START DATA SUPPLIED
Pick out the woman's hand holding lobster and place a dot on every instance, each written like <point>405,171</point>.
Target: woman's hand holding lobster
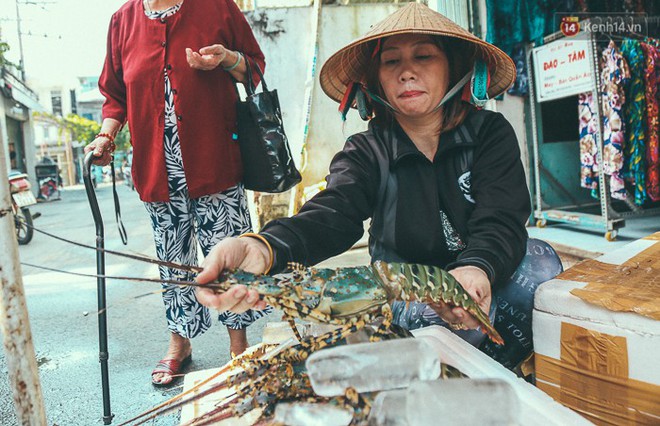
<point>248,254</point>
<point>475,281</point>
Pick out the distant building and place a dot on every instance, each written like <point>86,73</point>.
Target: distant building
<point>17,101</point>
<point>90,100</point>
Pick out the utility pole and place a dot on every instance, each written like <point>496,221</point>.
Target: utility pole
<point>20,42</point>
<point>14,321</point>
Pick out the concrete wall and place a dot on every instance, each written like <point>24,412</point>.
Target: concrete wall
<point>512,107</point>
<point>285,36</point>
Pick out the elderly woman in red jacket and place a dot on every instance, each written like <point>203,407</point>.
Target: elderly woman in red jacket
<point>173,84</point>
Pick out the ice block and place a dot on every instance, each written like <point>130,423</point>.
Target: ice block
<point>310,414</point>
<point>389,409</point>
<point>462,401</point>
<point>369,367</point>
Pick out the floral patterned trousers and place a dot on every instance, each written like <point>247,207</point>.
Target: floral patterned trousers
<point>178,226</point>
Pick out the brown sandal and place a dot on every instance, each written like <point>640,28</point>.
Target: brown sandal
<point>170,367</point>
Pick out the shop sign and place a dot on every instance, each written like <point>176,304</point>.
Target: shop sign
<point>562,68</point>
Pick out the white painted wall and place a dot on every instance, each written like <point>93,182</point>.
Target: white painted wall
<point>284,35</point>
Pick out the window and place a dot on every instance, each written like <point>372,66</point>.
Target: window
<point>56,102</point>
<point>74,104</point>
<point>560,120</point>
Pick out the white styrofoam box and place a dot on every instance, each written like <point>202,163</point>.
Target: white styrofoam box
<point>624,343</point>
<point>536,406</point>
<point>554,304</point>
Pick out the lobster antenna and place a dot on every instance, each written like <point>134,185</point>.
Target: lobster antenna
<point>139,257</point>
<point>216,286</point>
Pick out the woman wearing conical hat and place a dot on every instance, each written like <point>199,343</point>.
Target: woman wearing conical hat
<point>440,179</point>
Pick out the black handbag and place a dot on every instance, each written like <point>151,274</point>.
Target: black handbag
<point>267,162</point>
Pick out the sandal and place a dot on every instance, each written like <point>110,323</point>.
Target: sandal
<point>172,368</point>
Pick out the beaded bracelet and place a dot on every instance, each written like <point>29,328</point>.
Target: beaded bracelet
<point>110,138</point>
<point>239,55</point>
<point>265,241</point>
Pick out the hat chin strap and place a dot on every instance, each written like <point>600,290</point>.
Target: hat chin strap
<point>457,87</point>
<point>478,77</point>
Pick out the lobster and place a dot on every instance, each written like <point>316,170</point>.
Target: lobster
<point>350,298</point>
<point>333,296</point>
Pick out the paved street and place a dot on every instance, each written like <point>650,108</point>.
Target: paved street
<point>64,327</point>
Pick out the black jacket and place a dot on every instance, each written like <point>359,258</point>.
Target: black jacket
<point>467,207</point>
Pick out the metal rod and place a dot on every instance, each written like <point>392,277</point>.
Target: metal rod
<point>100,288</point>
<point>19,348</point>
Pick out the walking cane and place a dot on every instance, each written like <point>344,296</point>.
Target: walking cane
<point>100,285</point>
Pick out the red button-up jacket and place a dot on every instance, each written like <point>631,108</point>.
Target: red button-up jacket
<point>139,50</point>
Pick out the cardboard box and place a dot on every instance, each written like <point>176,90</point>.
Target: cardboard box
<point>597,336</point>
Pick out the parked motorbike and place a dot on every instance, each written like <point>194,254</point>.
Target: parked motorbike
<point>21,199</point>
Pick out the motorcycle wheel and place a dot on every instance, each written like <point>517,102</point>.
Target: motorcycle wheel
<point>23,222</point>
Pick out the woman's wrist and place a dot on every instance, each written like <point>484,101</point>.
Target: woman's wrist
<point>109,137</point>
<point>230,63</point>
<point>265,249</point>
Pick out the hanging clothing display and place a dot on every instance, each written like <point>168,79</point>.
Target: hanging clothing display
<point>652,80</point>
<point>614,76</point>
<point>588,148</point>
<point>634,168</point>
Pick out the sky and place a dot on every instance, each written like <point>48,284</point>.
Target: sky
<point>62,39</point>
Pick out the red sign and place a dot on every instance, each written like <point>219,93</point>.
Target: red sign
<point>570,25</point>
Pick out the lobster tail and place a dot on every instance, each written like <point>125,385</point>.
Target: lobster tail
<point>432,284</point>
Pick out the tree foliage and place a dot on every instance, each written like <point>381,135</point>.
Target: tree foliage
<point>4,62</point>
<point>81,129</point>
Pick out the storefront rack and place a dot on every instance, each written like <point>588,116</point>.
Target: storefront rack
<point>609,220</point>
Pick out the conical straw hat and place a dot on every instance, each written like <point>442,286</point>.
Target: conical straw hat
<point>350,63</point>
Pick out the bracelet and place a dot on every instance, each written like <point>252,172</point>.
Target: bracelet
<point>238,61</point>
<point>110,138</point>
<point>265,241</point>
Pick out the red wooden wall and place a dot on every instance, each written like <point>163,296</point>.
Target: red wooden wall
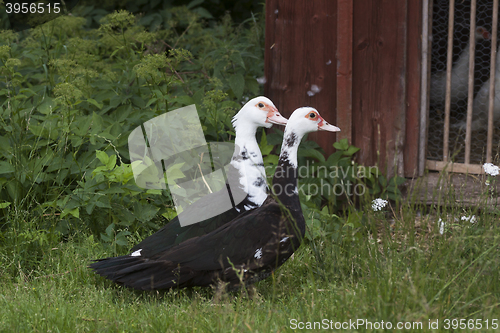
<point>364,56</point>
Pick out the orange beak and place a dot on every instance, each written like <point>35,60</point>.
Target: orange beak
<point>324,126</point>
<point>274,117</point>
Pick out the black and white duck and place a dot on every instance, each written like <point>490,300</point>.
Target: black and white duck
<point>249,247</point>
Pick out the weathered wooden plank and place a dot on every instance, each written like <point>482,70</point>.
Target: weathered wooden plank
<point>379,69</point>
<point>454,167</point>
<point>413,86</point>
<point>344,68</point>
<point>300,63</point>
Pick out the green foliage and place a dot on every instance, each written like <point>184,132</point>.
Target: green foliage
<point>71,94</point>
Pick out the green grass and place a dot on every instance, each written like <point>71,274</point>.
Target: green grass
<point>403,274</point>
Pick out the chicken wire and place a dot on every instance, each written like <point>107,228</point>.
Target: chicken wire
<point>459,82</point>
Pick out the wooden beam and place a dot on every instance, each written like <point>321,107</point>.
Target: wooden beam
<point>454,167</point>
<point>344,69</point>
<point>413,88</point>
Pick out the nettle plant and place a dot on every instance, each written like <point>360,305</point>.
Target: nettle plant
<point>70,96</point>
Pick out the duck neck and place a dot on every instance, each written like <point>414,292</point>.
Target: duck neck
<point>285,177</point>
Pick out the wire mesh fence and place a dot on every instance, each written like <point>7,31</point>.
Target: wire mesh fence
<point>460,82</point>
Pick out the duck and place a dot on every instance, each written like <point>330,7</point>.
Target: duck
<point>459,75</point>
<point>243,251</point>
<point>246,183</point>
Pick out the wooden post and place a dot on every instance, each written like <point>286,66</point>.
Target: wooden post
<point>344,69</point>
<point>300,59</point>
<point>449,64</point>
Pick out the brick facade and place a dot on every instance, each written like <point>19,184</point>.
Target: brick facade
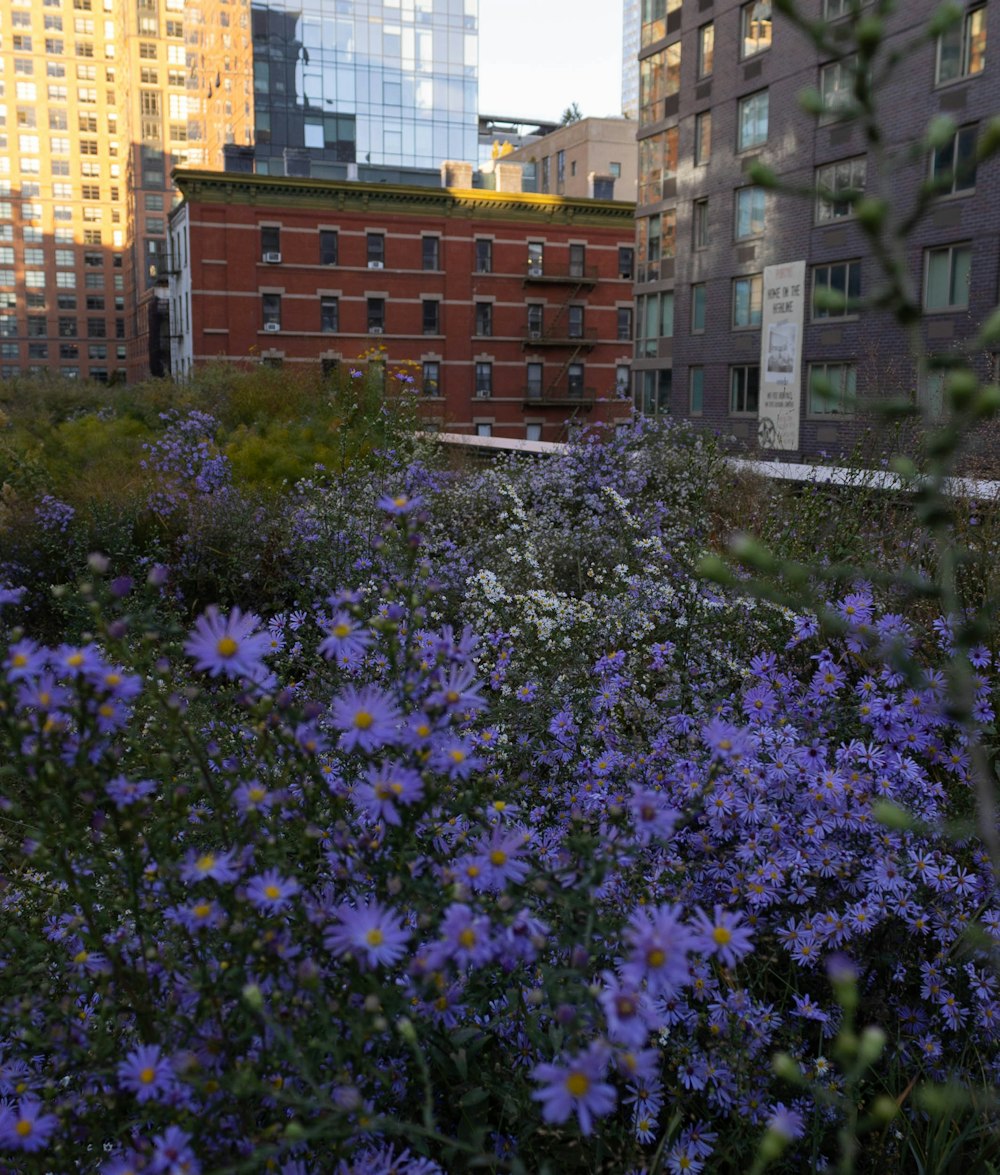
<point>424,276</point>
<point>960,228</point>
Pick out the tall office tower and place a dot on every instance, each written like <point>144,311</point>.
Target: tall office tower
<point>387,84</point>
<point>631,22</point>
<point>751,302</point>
END DATA SUPPLIED
◆ TASK BRIEF:
Reproduce all of the data above, swapping "place a dot on every instance" for "mark every occurrence" wherever it occurs and changing nothing else. Leave the pictures out.

◆ FULL OUTPUT:
Pick out the woman's hand holding lobster and mark every occurrence, each written like <point>405,171</point>.
Target: woman's hand holding lobster
<point>248,254</point>
<point>475,281</point>
Pick out the distant building and mark every occurrence, each written like <point>86,73</point>.
Target: distant building
<point>17,101</point>
<point>90,100</point>
Pick out the utility pole and mark every occurrence, each written like <point>496,221</point>.
Target: utility pole
<point>20,42</point>
<point>14,321</point>
Pick out the concrete wall and mark every occurrence, each written like <point>24,412</point>.
Target: concrete wall
<point>512,107</point>
<point>285,36</point>
Pick out the elderly woman in red jacket and mark every occurrence, each written like <point>203,407</point>.
Target: elderly woman in red jacket
<point>173,84</point>
Pick out the ice block and mark every occurrence, each written like <point>130,423</point>.
Target: ice block
<point>310,414</point>
<point>389,409</point>
<point>462,401</point>
<point>369,367</point>
Pick out the floral patterned trousers and mark every occurrence, each written like <point>247,207</point>.
Target: floral patterned trousers
<point>178,226</point>
Pick out the brown sandal and mark every occurrence, each written like <point>640,28</point>.
Target: brown sandal
<point>170,367</point>
Pick out the shop sign and mark every occurrence, each written like <point>176,304</point>.
Target: shop sign
<point>562,68</point>
Pick out the white painted wall and mark every occurrence, each written like <point>93,182</point>.
Target: white painted wall
<point>284,35</point>
Pick out the window and mark every occurrence, each written like <point>372,66</point>.
Target: window
<point>56,102</point>
<point>74,104</point>
<point>560,120</point>
Pick out the white styrofoam box and mark every occurrence, each written like <point>202,163</point>.
Target: white styrofoam box
<point>624,343</point>
<point>536,406</point>
<point>554,304</point>
Pick out the lobster antenna and mark every occurrence, each written like <point>134,185</point>.
Target: lobster antenna
<point>139,257</point>
<point>216,286</point>
Pick out the woman wearing conical hat and mark every occurrence, each written like <point>199,343</point>.
Target: woman wearing conical hat
<point>440,179</point>
Pick out the black handbag and mark every occurrence, each written like <point>151,274</point>.
Target: black handbag
<point>267,162</point>
Pick out the sandal and mark every occurrence, each written like <point>110,323</point>.
Target: sandal
<point>172,368</point>
Pick out the beaded bracelet and mark every occurrence, each written like <point>29,328</point>.
Target: beaded bracelet
<point>110,138</point>
<point>239,55</point>
<point>265,241</point>
Pick out the hat chin strap and mark every occurrence, each written like <point>600,290</point>.
Target: hat chin strap
<point>457,87</point>
<point>478,77</point>
Pick out the lobster and mark every occurrence, each written like <point>316,170</point>.
Target: lobster
<point>350,298</point>
<point>333,296</point>
Pick out the paved street and mark every occurrence, each written like <point>650,108</point>.
Target: paved street
<point>64,327</point>
Pick out the black jacket and mark every occurrence, each written like <point>359,258</point>.
Target: black jacket
<point>467,207</point>
Pick out the metal rod and mark every occurrence, each written like <point>392,277</point>.
Target: metal rod
<point>100,288</point>
<point>19,348</point>
Pick out the walking cane and mark every occurrence, each written like <point>344,296</point>.
Target: walking cane
<point>100,285</point>
Pick out the red button-up jacket and mark every occurrence, each written like <point>631,108</point>.
Target: red button-up jacket
<point>139,50</point>
Pick out the cardboard box and mark every occurrence, each written like <point>176,90</point>.
Target: cardboard box
<point>597,336</point>
Pick out the parked motorbike and mark every occurrence, each written like <point>194,254</point>.
Target: parked motorbike
<point>21,199</point>
Pick out the motorcycle wheel and mark every occurrence, each written like <point>517,102</point>.
Target: motorcycle wheel
<point>23,222</point>
Pick out the woman's wrist and mark every occurrence, each written like <point>484,101</point>.
Target: woman's wrist
<point>109,137</point>
<point>230,63</point>
<point>265,249</point>
Pick out the hanging clothing display and mark every occurrence, each written like <point>168,79</point>.
Target: hanging clothing display
<point>652,80</point>
<point>614,76</point>
<point>588,148</point>
<point>634,168</point>
Pick out the sky and mark every occurrence, each written like <point>48,284</point>.
Target: sky
<point>62,39</point>
Pick out the red sign and mark every occurrence, each written like <point>219,93</point>.
Target: red sign
<point>570,25</point>
Pick out the lobster tail and mark every occurrence, each written like <point>125,385</point>.
Target: lobster tail
<point>432,284</point>
Pick out the tree foliage and mark every occurrence, each written like <point>381,135</point>.
Target: tree foliage
<point>4,62</point>
<point>81,129</point>
Pick out the storefront rack and mark every occurrence, each written like <point>588,116</point>.
Target: storefront rack
<point>609,220</point>
Pick out the conical straw hat and mark every occurrence, each written like <point>442,286</point>.
Target: conical straw hat
<point>350,63</point>
Pick out the bracelet and mark every occurrence, each written like <point>252,172</point>.
Target: bracelet
<point>238,61</point>
<point>110,138</point>
<point>265,241</point>
Pick out the red wooden wall and mark every occurrence, each written like <point>163,296</point>.
Target: red wooden wall
<point>364,56</point>
Pick out the orange beak and mark every occurrence, each written like <point>35,60</point>.
Target: orange beak
<point>324,126</point>
<point>274,117</point>
Pick out the black and white duck and mark every occurrence, each written like <point>490,300</point>.
Target: black and white duck
<point>249,247</point>
Pick out the weathered wooden plank and mark every occurrence, each written like <point>482,70</point>.
Target: weathered wooden plank
<point>379,69</point>
<point>454,167</point>
<point>413,86</point>
<point>344,68</point>
<point>300,63</point>
Pick out the green foliage and mark every occurrence, each written like <point>184,132</point>.
Target: green foliage
<point>71,94</point>
Pick out the green grass and mark every occurrence, each written like <point>71,274</point>.
Target: green grass
<point>403,274</point>
Pick out the chicken wire and mark every occurrence, each written like <point>107,228</point>.
Target: chicken wire
<point>459,82</point>
Pick out the wooden beam and mark every occurrence, each written like <point>321,107</point>.
Target: wooden beam
<point>454,167</point>
<point>344,69</point>
<point>413,88</point>
Pick out the nettle plant and mark every occurrence, each written like <point>360,305</point>.
Target: nettle plant
<point>70,96</point>
Pick out the duck neck and mark every occurrence, each written like <point>414,292</point>.
Target: duck neck
<point>285,177</point>
Pick out the wire mesh fence and mark every occurrence, each written like <point>7,31</point>.
Target: wire mesh fence
<point>460,82</point>
Pick out the duck and mark every occurrence, each written like <point>330,7</point>.
Target: duck
<point>459,75</point>
<point>243,251</point>
<point>246,183</point>
Pick out the wooden post and mark every occurrence, each written like <point>286,66</point>.
Target: wooden post
<point>344,69</point>
<point>300,59</point>
<point>449,64</point>
Pick out the brick facade and mark every occurrence, each written like <point>19,184</point>.
Target: brick facade
<point>424,276</point>
<point>960,228</point>
Pick out the tall office tower and mark every occurrence, each written like <point>144,311</point>.
Target: tall office tower
<point>387,84</point>
<point>631,22</point>
<point>751,302</point>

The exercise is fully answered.